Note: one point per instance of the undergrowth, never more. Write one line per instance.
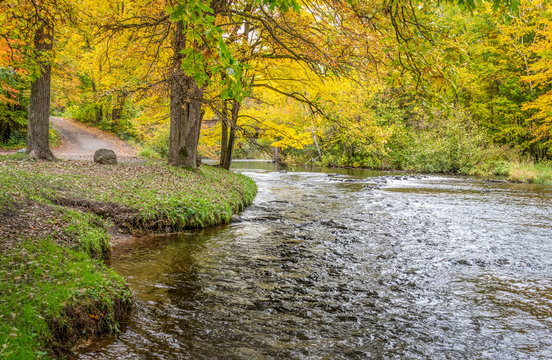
(50, 294)
(55, 292)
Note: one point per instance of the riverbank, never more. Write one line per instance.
(57, 219)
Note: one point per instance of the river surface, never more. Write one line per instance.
(354, 265)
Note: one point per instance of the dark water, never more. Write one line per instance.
(331, 267)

--- WHAT TO PRODUCE ---
Return every line of the material above word for word, omitting the pictures.

--- EXERCISE OUTPUT ---
Note: one point per instance of the undergrowth, never more. Write one line per instance.
(50, 294)
(55, 292)
Note: one point per instance of the riverbank, never more. Write one line per instance.
(57, 219)
Note: one point per instance of the river surface, never more. Write one line per instance.
(354, 265)
Note: one point per instance of the dark water, never more. Write one line per instance.
(331, 267)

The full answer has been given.